Given passage
+++++
Sunday, November 8, 2015

John Yau Leaps Into the Void

Yves Klein. Leap into the Void. Photographed by Harry Shunk 
and Janos Kender. 1960. The Metropolitan Museum of Art.  

I dwell in possibility, Emily Dickinson
I dwell in impossibility, Yves Klein

You should understand that I did not want you to read a painting. 
I wanted you to bathe in it before words domesticated the experience, and you turned to such stand-bys as “illumination” and “transcendent” to describe what happened to you. Painting should not be sentenced to sentences.

Painting is COLOR, I yelled at my first champion and biggest supporter. COLOR banishes words from its domain. When you read a painting, you turn it into language, but there is so much that cannot be turned into language that each of us experiences every day.
Red shadows leak out of rusting cars and collapsed bridges.
Green smoke rises from behind horizons and rooftops.
+++++
Problem set
A – Please list every person mentioned by name in the post.
B – Quote the part of the post between "You should understand" and "horizons and rooftops.", inclusive.
+++++
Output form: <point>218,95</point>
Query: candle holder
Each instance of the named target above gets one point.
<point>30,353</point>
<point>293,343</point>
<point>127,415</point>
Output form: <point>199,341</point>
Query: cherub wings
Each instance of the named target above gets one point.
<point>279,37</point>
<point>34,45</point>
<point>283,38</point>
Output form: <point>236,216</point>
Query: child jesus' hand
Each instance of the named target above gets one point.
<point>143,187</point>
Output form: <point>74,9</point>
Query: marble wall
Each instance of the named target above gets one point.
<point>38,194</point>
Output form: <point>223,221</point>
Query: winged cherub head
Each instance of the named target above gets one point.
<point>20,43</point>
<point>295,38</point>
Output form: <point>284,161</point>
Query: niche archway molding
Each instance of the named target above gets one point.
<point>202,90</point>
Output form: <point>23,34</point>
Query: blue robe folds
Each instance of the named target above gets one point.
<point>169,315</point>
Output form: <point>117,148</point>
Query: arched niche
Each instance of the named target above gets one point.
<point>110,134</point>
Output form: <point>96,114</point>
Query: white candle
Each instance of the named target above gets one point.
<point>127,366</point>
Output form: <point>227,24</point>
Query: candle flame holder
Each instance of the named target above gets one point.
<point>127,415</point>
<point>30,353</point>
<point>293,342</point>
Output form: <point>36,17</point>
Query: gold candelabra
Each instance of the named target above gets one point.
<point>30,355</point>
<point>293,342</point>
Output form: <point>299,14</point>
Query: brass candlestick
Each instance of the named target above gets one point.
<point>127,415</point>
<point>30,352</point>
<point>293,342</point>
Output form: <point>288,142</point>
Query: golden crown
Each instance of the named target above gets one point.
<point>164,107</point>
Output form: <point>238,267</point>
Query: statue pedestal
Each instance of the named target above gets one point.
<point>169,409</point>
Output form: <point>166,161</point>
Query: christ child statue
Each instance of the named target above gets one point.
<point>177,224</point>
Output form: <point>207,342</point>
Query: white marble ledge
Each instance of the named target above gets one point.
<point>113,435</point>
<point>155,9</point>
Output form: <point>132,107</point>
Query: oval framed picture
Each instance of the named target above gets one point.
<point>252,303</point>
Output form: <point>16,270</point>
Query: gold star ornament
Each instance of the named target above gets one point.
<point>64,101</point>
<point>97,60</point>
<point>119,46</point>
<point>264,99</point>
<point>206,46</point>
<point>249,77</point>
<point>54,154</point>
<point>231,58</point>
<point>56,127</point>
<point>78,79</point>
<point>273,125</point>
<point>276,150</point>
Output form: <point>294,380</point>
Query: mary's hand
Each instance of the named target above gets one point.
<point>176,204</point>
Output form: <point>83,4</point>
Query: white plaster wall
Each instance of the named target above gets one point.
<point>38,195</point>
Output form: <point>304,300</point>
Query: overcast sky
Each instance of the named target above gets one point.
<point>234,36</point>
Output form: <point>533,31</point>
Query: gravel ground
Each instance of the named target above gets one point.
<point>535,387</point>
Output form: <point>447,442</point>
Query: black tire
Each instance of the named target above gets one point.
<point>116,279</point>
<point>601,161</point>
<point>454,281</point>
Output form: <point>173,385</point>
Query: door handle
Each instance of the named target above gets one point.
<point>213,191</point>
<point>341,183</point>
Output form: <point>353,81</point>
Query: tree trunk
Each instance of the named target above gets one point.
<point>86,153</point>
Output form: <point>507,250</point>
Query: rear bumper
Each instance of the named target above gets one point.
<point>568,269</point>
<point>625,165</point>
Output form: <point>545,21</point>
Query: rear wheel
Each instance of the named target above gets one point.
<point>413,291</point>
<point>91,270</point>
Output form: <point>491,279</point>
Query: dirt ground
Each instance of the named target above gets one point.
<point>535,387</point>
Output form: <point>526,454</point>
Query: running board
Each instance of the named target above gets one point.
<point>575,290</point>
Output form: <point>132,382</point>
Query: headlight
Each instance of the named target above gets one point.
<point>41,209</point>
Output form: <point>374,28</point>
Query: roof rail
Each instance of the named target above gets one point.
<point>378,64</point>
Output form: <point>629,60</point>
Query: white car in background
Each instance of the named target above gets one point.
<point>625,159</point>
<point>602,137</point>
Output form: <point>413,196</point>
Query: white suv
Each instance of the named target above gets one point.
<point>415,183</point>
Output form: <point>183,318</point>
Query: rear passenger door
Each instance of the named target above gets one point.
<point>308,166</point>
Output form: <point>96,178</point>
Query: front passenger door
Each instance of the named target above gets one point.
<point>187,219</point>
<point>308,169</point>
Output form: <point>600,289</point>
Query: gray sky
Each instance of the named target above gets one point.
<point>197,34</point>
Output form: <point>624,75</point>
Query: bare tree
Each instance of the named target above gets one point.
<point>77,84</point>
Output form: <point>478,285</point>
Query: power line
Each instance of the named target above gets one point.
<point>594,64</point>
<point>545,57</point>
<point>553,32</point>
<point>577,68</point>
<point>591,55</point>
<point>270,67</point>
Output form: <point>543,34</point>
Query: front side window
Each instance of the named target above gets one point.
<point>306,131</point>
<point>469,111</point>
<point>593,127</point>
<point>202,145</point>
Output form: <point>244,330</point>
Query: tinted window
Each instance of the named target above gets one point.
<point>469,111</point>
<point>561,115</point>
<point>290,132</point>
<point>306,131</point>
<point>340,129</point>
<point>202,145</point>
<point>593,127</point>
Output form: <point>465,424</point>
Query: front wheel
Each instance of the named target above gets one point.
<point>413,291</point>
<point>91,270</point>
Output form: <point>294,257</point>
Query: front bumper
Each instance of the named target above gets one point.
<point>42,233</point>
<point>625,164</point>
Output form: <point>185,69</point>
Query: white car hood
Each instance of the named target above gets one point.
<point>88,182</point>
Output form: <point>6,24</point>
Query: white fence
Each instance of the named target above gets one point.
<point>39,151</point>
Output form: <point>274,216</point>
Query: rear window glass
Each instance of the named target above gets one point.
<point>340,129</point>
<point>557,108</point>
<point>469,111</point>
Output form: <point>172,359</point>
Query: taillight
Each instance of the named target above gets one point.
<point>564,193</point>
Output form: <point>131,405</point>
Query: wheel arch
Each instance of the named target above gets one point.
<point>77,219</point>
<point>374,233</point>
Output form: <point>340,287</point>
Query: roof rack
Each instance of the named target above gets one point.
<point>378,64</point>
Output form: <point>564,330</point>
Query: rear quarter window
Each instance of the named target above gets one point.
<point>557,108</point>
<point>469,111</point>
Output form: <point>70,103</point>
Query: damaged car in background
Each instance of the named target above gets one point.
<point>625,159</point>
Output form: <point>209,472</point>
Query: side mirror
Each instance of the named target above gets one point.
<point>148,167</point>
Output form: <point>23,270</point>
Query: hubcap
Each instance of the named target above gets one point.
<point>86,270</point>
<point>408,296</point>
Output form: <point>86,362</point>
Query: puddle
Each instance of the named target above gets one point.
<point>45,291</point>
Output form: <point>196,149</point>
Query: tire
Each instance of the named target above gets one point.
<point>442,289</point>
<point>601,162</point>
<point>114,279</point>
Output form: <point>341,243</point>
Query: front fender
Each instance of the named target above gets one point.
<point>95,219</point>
+++++
The responses
A – John Yau, Yves Klein, Harry Shunk, Janos Kender, Emily Dickinson

B –
You should understand that I did not want you to read a painting. 
I wanted you to bathe in it before words domesticated the experience, and you turned to such stand-bys as “illumination” and “transcendent” to describe what happened to you. Painting should not be sentenced to sentences.

Painting is COLOR, I yelled at my first champion and biggest supporter. COLOR banishes words from its domain. When you read a painting, you turn it into language, but there is so much that cannot be turned into language that each of us experiences every day.
Red shadows leak out of rusting cars and collapsed bridges.
Green smoke rises from behind horizons and rooftops.